• _ABOUT THIS TASK_
All pictures are to be dropped, and the remaining data set down exactly.

*** DATA FOR THE TASK Section Begins ***

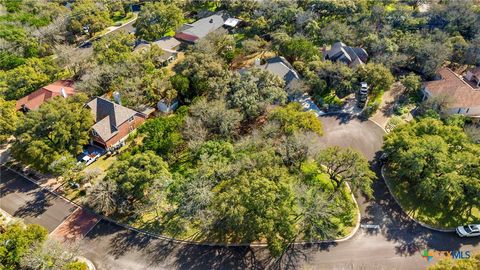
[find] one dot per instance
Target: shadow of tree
(409, 236)
(37, 206)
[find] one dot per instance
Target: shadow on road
(409, 236)
(36, 206)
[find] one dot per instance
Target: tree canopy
(158, 19)
(436, 162)
(60, 127)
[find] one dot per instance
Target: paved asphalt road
(22, 198)
(395, 245)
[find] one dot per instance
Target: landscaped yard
(436, 216)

*** DATA FOR THE TASK Section Ends ***

• _OUTPUT OF THE EXERCISE_
[find] one dot per instance
Target: shadow of tree
(409, 236)
(37, 206)
[find] one dot per instance
Target: shadow on road
(409, 236)
(36, 206)
[find] one dot per instance
Target: tree canopy
(158, 19)
(436, 162)
(60, 127)
[find] one dot per instance
Target: paved asphalt road
(22, 198)
(395, 245)
[find] one dot per instance
Target: landscaped yard
(436, 216)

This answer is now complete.